--- Begin ---

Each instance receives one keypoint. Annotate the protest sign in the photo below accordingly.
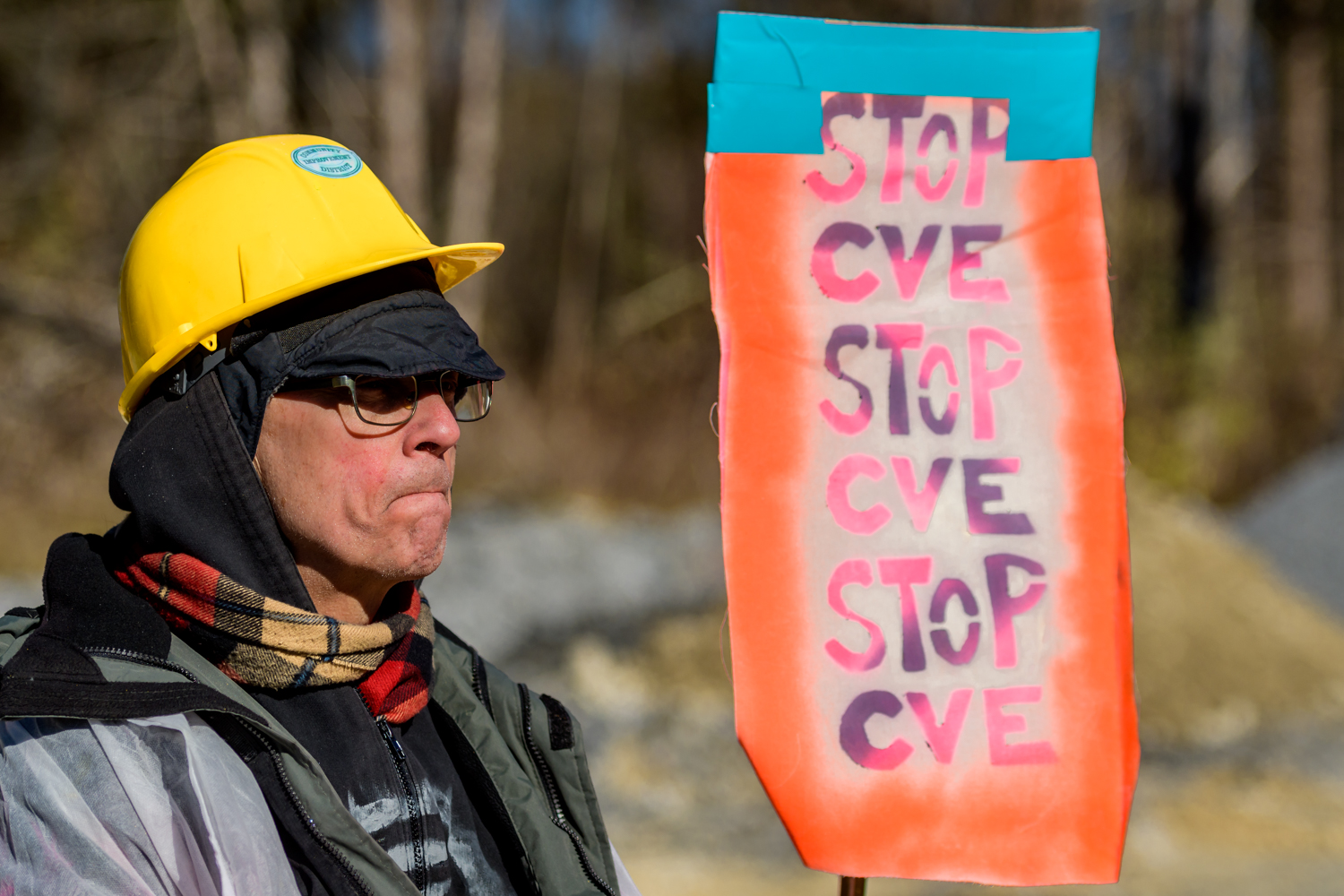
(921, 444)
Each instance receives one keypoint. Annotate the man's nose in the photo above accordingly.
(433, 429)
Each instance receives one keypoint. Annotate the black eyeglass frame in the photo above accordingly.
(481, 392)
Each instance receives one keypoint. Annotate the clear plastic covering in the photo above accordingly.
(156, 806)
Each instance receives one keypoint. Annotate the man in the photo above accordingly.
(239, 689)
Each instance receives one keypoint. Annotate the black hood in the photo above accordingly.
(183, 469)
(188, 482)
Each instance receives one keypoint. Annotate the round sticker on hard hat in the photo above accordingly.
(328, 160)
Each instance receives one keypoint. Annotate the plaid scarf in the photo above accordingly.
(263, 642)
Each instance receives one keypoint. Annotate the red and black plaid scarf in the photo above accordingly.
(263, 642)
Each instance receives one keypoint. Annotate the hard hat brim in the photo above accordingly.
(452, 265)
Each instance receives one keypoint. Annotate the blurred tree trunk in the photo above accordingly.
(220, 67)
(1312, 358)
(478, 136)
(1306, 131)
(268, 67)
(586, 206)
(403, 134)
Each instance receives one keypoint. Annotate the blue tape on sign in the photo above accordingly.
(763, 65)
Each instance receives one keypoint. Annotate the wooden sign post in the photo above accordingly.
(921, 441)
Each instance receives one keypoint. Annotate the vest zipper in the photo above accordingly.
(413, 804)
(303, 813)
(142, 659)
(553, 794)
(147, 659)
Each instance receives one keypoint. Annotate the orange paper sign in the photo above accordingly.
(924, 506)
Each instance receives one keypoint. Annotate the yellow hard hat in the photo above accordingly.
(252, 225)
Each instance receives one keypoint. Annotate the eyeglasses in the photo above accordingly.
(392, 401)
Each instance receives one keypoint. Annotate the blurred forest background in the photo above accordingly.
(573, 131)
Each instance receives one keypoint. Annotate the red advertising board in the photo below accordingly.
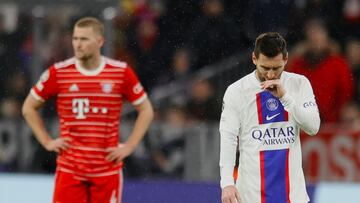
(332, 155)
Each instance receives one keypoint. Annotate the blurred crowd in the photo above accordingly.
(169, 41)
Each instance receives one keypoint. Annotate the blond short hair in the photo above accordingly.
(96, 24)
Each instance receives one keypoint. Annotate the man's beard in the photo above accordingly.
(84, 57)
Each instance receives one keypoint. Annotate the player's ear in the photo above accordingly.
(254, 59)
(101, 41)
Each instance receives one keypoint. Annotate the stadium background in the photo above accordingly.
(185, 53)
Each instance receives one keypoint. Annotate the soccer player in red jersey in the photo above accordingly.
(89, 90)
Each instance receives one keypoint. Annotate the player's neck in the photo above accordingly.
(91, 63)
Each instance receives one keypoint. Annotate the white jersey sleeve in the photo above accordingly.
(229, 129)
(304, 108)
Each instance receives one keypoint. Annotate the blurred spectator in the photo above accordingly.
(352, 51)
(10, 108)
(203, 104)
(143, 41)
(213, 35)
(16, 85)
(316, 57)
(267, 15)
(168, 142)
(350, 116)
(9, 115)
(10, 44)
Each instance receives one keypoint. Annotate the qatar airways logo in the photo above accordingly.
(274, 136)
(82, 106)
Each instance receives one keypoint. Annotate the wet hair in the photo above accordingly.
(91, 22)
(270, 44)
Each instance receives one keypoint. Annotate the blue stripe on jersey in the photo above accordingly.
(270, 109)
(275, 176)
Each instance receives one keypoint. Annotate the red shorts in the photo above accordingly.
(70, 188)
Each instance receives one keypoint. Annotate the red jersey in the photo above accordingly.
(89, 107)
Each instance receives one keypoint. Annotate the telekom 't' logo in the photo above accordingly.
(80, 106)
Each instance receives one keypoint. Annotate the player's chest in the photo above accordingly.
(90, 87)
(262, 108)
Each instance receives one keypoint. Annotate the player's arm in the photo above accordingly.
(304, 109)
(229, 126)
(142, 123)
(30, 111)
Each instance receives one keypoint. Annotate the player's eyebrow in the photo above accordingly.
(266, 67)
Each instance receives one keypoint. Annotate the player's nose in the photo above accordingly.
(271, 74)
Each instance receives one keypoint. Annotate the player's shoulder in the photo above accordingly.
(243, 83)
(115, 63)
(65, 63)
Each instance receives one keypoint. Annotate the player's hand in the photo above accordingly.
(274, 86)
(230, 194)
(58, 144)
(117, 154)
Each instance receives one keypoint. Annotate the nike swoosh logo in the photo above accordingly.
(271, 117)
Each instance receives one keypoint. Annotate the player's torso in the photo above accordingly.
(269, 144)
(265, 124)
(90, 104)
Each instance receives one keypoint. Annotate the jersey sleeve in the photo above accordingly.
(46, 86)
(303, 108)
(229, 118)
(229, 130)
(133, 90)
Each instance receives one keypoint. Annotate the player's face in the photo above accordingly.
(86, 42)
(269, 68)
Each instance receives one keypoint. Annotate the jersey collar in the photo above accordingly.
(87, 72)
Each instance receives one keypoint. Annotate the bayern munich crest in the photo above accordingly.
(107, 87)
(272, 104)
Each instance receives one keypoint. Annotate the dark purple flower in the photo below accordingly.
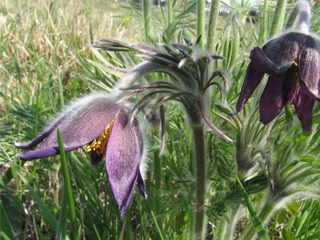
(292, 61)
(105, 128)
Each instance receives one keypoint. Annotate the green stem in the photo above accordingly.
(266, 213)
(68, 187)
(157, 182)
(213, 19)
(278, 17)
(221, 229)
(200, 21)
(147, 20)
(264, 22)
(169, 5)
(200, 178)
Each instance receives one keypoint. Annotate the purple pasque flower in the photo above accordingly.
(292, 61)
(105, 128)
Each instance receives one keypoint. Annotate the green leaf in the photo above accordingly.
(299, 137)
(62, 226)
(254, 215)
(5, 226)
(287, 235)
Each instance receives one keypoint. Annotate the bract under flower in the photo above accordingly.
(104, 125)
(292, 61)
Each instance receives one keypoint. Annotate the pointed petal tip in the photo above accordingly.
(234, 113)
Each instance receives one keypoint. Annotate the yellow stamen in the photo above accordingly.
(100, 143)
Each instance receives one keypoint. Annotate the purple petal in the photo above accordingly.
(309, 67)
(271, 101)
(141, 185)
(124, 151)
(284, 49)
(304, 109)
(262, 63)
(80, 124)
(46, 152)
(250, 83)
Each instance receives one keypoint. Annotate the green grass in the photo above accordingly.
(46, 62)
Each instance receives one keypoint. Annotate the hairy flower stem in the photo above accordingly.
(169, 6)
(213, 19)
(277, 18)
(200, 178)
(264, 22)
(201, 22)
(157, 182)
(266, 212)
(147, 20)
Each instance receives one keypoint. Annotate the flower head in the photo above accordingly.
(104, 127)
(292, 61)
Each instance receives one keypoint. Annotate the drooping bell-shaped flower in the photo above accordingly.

--- End ---

**Request:** Make an exact copy of every line from the one with "Each instance receives one keypoint. Annotate the purple pasque" to the end of the data, with the first and last of those lines included.

**Written response:**
Each instance receives one keypoint. Annotate the purple pasque flower in the photo above accordingly.
(292, 61)
(105, 128)
Each instance receives one keypoint. Annotate the green leaf in the photo above accordingly.
(299, 137)
(62, 226)
(254, 215)
(5, 226)
(287, 235)
Each instance receives one keypoint. Annotate the bract under flower in the photo above accordingly.
(104, 125)
(292, 61)
Each instance receives one keypoint. Annotate the pointed petal tip in the photo above accordingly.
(234, 113)
Each instance receives one keypoint. Annotate the yellow stamen in the photo above accordingly.
(100, 143)
Each instance receives one keypoint. Annotate the purple petal in the photo above accordingly.
(309, 67)
(271, 101)
(141, 185)
(124, 151)
(284, 49)
(304, 109)
(262, 63)
(80, 124)
(46, 152)
(250, 83)
Each instance receives one keypoint. Annotate the green grass in the photo above accordingly.
(46, 62)
Each instance receives one keypoint. Annotate the hairy flower stem in the photo above accordingly.
(169, 6)
(213, 19)
(277, 18)
(200, 178)
(264, 22)
(201, 22)
(157, 182)
(266, 212)
(147, 20)
Each instance receives one keypoint. Annotate the flower head in the photo above accordingly.
(104, 127)
(292, 61)
Each instance receives one keypoint. Annotate the drooping bell-shaped flower in the photo above accordingly.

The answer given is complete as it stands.